:: Collected data entries ::
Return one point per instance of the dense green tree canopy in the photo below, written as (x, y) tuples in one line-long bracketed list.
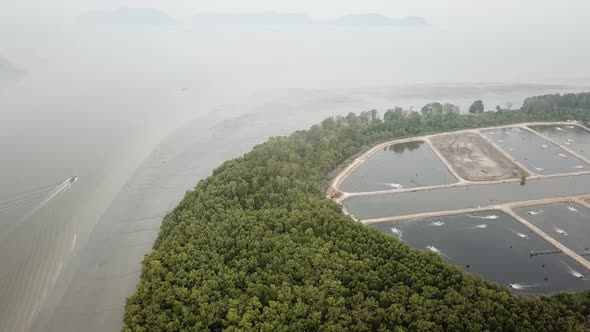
[(258, 247), (476, 107)]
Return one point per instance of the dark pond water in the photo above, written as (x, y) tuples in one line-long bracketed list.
[(369, 207), (404, 165), (534, 152), (574, 137), (568, 223), (498, 249)]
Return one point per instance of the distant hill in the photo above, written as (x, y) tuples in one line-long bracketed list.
[(9, 71), (273, 18), (128, 16), (265, 18), (379, 20)]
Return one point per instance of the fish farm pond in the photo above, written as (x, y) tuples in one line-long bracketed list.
[(510, 203)]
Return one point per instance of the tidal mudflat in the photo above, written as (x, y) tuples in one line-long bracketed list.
[(537, 154), (403, 165), (495, 246), (568, 223)]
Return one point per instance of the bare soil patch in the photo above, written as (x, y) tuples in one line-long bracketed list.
[(475, 159)]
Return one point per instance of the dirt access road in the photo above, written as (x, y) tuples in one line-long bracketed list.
[(474, 158)]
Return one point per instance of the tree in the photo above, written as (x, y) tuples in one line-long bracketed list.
[(523, 178), (476, 107)]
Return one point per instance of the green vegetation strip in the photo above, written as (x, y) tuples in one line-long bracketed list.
[(258, 247)]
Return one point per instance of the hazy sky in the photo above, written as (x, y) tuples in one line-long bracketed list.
[(466, 40), (549, 12)]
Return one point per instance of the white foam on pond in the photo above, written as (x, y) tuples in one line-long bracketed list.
[(535, 212), (573, 272), (490, 217), (520, 235), (436, 251), (559, 231), (393, 185)]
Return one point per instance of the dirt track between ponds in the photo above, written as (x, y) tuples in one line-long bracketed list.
[(474, 158)]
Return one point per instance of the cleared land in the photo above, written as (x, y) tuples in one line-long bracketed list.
[(474, 158)]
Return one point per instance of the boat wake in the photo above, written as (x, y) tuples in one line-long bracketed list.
[(33, 202), (522, 286), (396, 232)]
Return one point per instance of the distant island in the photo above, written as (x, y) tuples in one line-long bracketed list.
[(128, 16), (274, 18), (9, 71)]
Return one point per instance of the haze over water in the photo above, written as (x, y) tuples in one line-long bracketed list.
[(127, 108)]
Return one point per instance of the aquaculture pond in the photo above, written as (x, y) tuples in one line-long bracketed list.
[(537, 154), (495, 246), (404, 165), (369, 207), (568, 223), (573, 137)]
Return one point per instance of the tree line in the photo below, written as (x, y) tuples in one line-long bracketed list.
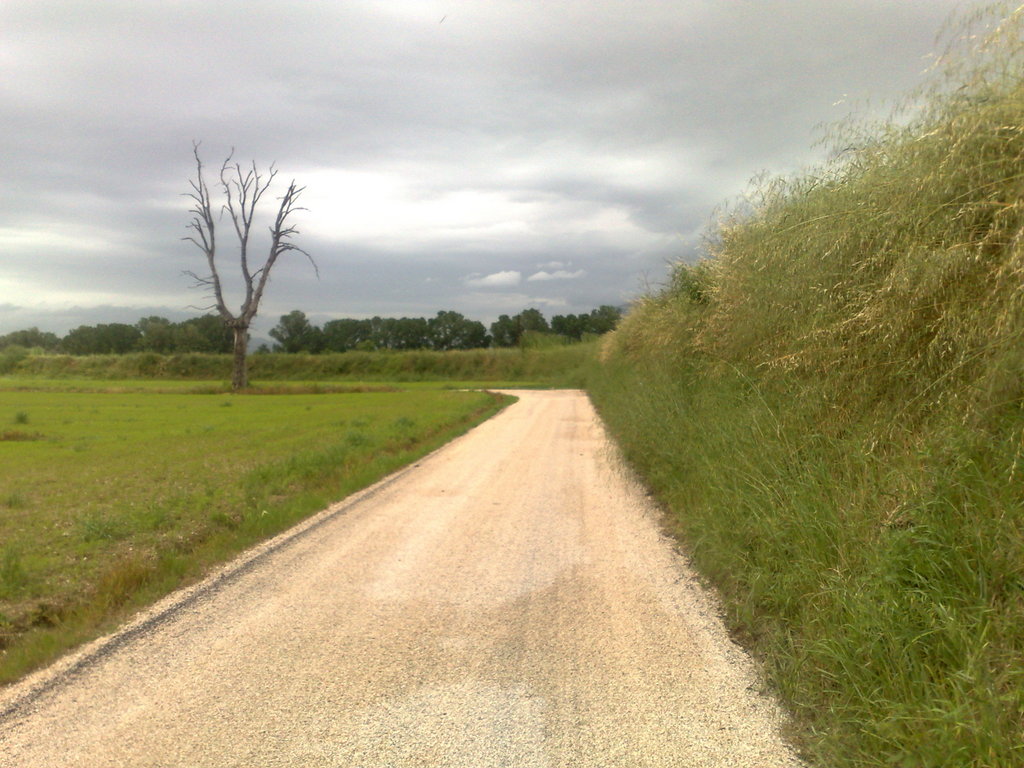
[(446, 330), (294, 333)]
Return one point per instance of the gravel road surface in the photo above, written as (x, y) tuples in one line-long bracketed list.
[(508, 601)]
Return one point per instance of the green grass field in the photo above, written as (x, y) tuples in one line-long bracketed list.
[(111, 497)]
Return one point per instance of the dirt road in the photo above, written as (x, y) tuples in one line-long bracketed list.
[(508, 601)]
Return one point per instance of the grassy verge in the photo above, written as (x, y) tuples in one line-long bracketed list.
[(110, 500), (832, 406)]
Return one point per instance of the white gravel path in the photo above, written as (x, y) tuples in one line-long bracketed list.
[(508, 601)]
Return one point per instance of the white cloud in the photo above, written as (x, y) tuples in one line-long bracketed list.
[(507, 278), (557, 274)]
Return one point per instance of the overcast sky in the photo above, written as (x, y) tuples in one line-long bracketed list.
[(482, 156)]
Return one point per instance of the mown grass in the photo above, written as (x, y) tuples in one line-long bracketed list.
[(124, 497), (833, 407)]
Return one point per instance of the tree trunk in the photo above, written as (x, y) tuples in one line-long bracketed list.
[(240, 376)]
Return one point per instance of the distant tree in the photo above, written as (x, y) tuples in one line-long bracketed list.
[(451, 330), (295, 334), (347, 333), (603, 320), (243, 190), (112, 338), (410, 333), (31, 338), (204, 334), (532, 320), (570, 326), (159, 335), (506, 332)]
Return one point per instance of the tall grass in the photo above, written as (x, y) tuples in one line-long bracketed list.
[(833, 406)]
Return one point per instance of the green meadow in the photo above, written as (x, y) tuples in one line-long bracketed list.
[(114, 493)]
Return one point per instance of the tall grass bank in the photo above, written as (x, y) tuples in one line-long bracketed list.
[(832, 404)]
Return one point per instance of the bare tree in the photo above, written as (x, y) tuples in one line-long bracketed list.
[(243, 189)]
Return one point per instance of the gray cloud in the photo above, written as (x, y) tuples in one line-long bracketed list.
[(596, 134)]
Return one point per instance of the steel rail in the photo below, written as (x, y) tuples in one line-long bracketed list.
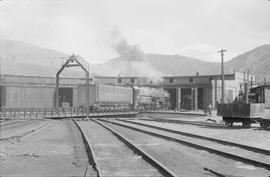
[(11, 123), (197, 146), (151, 160), (250, 148), (90, 152), (17, 124), (186, 122), (26, 133)]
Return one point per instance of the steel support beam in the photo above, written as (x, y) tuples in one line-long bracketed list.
[(72, 59)]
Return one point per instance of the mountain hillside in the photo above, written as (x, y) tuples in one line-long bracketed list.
[(152, 64), (21, 58), (256, 60)]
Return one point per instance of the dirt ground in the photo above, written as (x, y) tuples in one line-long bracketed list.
[(55, 150)]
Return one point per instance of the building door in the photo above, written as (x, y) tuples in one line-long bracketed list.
[(65, 97), (200, 98), (186, 98), (172, 92), (2, 96)]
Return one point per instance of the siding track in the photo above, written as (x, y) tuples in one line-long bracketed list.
[(256, 159)]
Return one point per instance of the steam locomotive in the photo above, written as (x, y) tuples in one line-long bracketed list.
[(122, 98), (248, 108)]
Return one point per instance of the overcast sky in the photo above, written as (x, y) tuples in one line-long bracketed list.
[(197, 28)]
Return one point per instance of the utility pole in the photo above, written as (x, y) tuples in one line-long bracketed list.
[(222, 74)]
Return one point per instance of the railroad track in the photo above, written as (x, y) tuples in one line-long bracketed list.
[(158, 167), (245, 147), (16, 124), (244, 154), (216, 125), (17, 135)]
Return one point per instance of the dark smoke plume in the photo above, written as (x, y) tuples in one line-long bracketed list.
[(123, 48)]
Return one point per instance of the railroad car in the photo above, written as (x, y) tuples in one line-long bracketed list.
[(256, 110), (113, 98), (147, 98), (106, 97)]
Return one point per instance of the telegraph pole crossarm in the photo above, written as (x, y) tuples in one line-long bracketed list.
[(222, 73)]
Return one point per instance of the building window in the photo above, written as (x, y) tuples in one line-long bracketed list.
[(119, 80), (190, 79)]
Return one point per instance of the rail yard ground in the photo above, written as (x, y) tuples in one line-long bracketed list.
[(187, 145)]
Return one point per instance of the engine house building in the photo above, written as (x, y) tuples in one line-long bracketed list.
[(186, 92)]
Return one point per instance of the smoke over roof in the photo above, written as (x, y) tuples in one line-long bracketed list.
[(123, 48)]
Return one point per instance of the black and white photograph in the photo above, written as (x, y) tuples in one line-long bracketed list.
[(135, 88)]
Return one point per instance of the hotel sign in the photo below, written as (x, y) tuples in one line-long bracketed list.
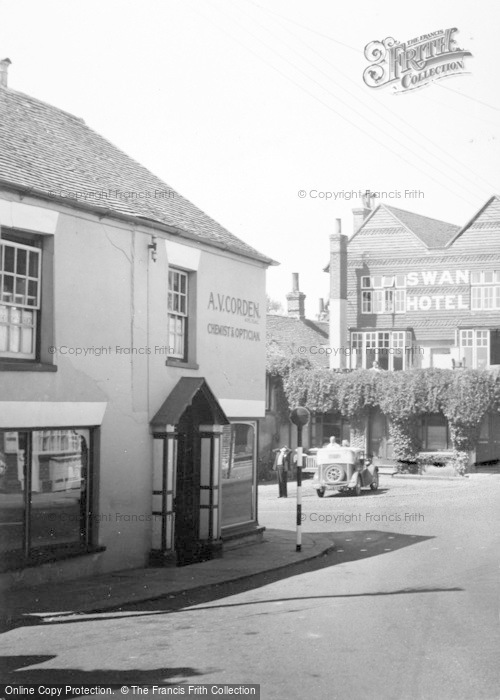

:: SHORT TASK ::
Rewrite all the entries with "tuples" replaced by "pairs" wherever it occurs, keeping every other word unchanged. Leave the pictures out.

:: RESULT ::
Return one point per instance of the dense green tree canopy in the photo below, written as (x, y) pairs in one line-long bracketed list.
[(258, 247), (476, 107)]
Return one point per instance of the dark pond water in the photo above, written as (x, y) pairs in one line-long bracketed list.
[(369, 207), (404, 165), (534, 152), (574, 137), (568, 223), (498, 249)]
Return one point per instance of the distant hill in the photo above, written as (x, y) pairs in one line-long bracketed list.
[(9, 71), (273, 18), (128, 16), (265, 18), (379, 20)]
Return one point per instance of the fish farm pond in the photo above, written as (x, y) pairs in one line-long bracketed list.
[(510, 203)]
Return one point per instance of the tidal mudflat in the photo above, written as (x, y) pairs in one line-long bracketed list.
[(537, 154), (403, 165), (495, 246), (568, 223)]
Return one point per instance of the bare soil patch in the photo above, written as (x, y) pairs in one line-long bracketed list.
[(475, 159)]
Return one point per instance of the dirt access road in the photo above, written as (x, y) pairs in one line-long bracketed list.
[(474, 158)]
Return one point per instance of the tree in the photo above, written as (x, y) pairs in one line-long bracketed list.
[(523, 178), (476, 107)]
Return one point per instance of the green vegetation strip in the photo above, written as (x, y) pairs in one line-long bracketed list.
[(258, 247)]
Return one point per instance of the hazy sky in the photo above, written as (x, y) pairs in one line-long bracketed list.
[(466, 40), (549, 12)]
Return one point per instance of the white foam on pond in the photo above, written as (x, y) pairs in one line-long bracketed list.
[(535, 212), (573, 272), (490, 217), (520, 235), (436, 251), (559, 231), (393, 185)]
Return one point per instance of the dirt track between ponds in the photo above, written as (x, y) pairs in one line-long bracketed list.
[(474, 158)]
Return one point per instance of the cleared land in the photo above, written as (x, y) pairs in one line-long bracketed list.
[(474, 158)]
Return one point per instance of the boat wake in the photo above, written as (x, y) pairs in one line-long bracketed list.
[(33, 202), (522, 286), (396, 232)]
Return one point per instance of the distant island in the photo above, written as (x, y) pairs in one line-long bracketed list.
[(128, 16), (274, 18), (9, 71)]
Return one point per instance of the haze over water in the photo above, written as (x, y) pairs in one line-long bracketed list.
[(127, 108)]
Return one point per instance of the aquaculture pond in the photo above, written as (x, y) pairs in one line-long bracketed list.
[(537, 154), (495, 246), (404, 165), (369, 207), (568, 223), (573, 137)]
Return one point per instance of the tree line in the photo below, written as (x, y) pairs in one line-long bracketed list.
[(446, 330), (294, 333)]
Return one point per instance of the gravel road surface in the photo above, written as (x, y) pairs in one line-long bracketed list.
[(508, 601)]
Return one point per instance of the green grass field in the photo above, written as (x, y) pairs in one line-long bracketed list.
[(111, 497)]
Return one point per instance of the dirt road in the photo above, written as (x, y) pairs in one line-long bracketed list.
[(508, 601)]
Return one point per instance of the grassy verge in the photo above, written as (x, y) pairs in one line-long bracketed list.
[(110, 500), (832, 406)]
Return one point per instance of the white gravel path in the photo above, written as (x, y) pairs in one line-long bracketed list.
[(508, 601)]
Return one point per instance of the white cloud in the photo above, written as (x, y) pairs in one line-long bracketed list.
[(507, 278), (557, 274)]
Return one point per instance of the overcast sky in the photo above, written as (x, y) pairs in one line-long bracketed list.
[(482, 156)]
Return one point per instance of the mown grass in the photo above, written as (x, y) pairs in one line-long bracketed list.
[(124, 497), (833, 407)]
Return one point per instance of the tree trunk in the photo above, written as (x, y) pairs in one line-long bracketed list.
[(240, 376)]
Return one point per instance of the distant tree in the photo above, written as (x, y) pairs in one line-long bracketed list.
[(451, 330), (295, 334), (347, 333), (603, 320), (243, 190), (112, 338), (410, 333), (31, 338), (204, 334), (532, 320), (570, 326), (159, 335), (506, 332)]
Return one point per instance of the tall grass in the photo above, written as (x, y) pairs in one line-long bracketed list.
[(833, 406)]
Return one point per instance of the green meadow in the photo above, written as (x, y) pairs in one line-long bracketed list.
[(114, 493)]
Return one point per instance of the tall grass bank in the photo above, written as (x, y) pairs in one line-long bracketed list.
[(832, 404)]
Return one point per instance of the bare tree in the photo above, written as (x, y) pairs in one line-long bracketed list.
[(243, 189)]
Return one point per instance of the gray cloud in the photo above, written as (x, y) pairs in one line-long bracketed list.
[(596, 134)]
Return one point per instance of the steel rail in the photo below, written as (x, y) pairs in one line-long bracketed list.
[(11, 123), (197, 146), (151, 160), (250, 148), (90, 152), (17, 124), (186, 122), (26, 133)]
Return one point per instance of the steel support beam in the photo above, written as (x, y) pairs in one line-long bracketed list.
[(72, 59)]
Return one point per instance of the mountain hillside in the photo above, written as (x, y) pairs in one line-long bracketed list.
[(152, 64), (21, 58), (256, 60)]
Return one point per instance of the dirt ground in the photo above, written as (x, y) pairs in one line-long bracketed list.
[(55, 150)]
Return one point per instance of the building door in the photo above, written as (x, y) pairs in one line-long bracketed list.
[(65, 97), (200, 98), (186, 98), (172, 92), (2, 96)]
Return one point per instance of the siding track in the photo above, written as (x, y) pairs in one line-long bracketed list.
[(256, 159)]
Return one point per instance of the steam locomotive in the photo above, written as (x, y) pairs in one line-long bracketed list.
[(122, 98), (248, 108)]
Return one point per instance of the overcast sky in the photo above, written as (x, y) pairs in one line-long bracketed list.
[(197, 28)]
Return one point per instance of the utility pole in the photo above, written as (x, y) pairs in one line-long bracketed list.
[(222, 74)]
Return one point per instance of the railroad track in the photo above, written as (x, y) pairs in one line-long bracketed list.
[(158, 167), (245, 147), (16, 124), (244, 154), (216, 125), (17, 135)]
Return one point per instance of the dark smoke plume in the photo above, written as (x, y) pairs in one line-long bracketed list.
[(123, 48)]
Return one point per instance of the railroad car in the photo above, written as (x, y) pairs in one line-long bracketed list.
[(256, 110), (113, 98), (147, 98), (106, 97)]
Return one point per instance of the telegraph pole crossarm in the photo above, written as (x, y) pairs in one line-long bracketed list.
[(222, 73)]
Return one point per instance of the building window in the photo above, written as (x, y) pairs in one line-long bracketed list.
[(119, 80), (190, 79)]
Return one point per instance of the rail yard ground in the photo above, written as (x, y) pairs in one line-long bracketed list.
[(187, 145)]
Return one point per instance of the engine house building in the photo above, written as (x, y) pairs in one line-long bracketed list.
[(186, 92)]
Return one point per instance of the smoke over roof in the photo above, written as (x, y) pairs in one line-long bracketed list.
[(123, 48)]
Return one point per instance of the black and white photograph in the photo above, written as (x, y) pairs in one line-long bracketed list.
[(135, 88)]
Return one point per instance of the hotel sign in the photo below, written as (x, y) pairs in one line-long bracketed list.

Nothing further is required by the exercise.